### Goals:
1/ Duplicate the passage of the film article that runs from "A Belgian drama" up to and including "Friday, Dec. 6.".
2/ How many lines of the rows contain the string "shirt"? Reply with the number alone.

### Reading passage:
A Belgian drama with bluegrass music may seem like an unlikely combo, but director Felix van Groeningen pulls it off spectacularly in his heart-wrenching new film “The Broken Circle Breakdown,” which is already garnering whispers of Academy Award recognition. While other foreign-language Oscar hopefuls such as “Wadjda” and “The Hunt” have come and gone from theaters (with others such as “Gloria” and “The Past” not making their way to Phoenix until early 2014), “Broken Circle” is arriving this month, opening at Harkins Camelview 5 in Scottsdale this Friday, Dec. 6.
A stirring, emotional love story set against the backdrop of a burgeoning bluegrass scene, the film has drawn many comparisons to “Blue Valentine” and “Walk the Line,” and features standout performances from Belgian actors Veerle Baetens and Johan Heldenbergh. Ahead of the its release, the East Valley Tribune had the privilege of speaking with Groeningen about the film, the challenges of incorporating music, and how it feels to be a part of the Oscar conversation.

### Material for the task:

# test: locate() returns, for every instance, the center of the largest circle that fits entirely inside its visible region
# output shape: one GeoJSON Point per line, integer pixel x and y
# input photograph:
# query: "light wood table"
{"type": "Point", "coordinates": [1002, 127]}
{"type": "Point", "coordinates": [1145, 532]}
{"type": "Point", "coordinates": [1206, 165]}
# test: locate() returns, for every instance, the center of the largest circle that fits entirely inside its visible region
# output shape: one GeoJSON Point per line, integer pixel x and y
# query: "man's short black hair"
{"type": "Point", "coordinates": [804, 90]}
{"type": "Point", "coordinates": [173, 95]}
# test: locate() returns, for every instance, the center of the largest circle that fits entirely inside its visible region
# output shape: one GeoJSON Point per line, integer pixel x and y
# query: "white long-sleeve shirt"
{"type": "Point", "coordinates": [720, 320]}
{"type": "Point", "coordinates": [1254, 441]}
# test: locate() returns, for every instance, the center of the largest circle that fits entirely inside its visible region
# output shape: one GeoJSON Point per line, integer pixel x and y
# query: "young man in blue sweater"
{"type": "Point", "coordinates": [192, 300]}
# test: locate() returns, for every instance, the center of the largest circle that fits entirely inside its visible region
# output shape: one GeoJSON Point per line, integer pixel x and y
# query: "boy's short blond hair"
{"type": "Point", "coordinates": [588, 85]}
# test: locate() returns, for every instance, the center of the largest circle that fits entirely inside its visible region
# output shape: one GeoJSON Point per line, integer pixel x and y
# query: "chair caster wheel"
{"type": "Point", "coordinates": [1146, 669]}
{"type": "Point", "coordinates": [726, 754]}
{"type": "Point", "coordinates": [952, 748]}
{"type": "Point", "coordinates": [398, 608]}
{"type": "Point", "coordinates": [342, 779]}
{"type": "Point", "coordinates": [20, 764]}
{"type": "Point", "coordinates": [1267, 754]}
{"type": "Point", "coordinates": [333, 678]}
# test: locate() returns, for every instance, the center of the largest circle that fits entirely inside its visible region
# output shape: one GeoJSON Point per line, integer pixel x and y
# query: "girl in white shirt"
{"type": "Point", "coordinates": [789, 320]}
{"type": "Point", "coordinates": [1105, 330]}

### Worked answers:
1/
A Belgian drama with bluegrass music may seem like an unlikely combo, but director Felix van Groeningen pulls it off spectacularly in his heart-wrenching new film “The Broken Circle Breakdown,” which is already garnering whispers of Academy Award recognition. While other foreign-language Oscar hopefuls such as “Wadjda” and “The Hunt” have come and gone from theaters (with others such as “Gloria” and “The Past” not making their way to Phoenix until early 2014), “Broken Circle” is arriving this month, opening at Harkins Camelview 5 in Scottsdale this Friday, Dec. 6.

2/ 2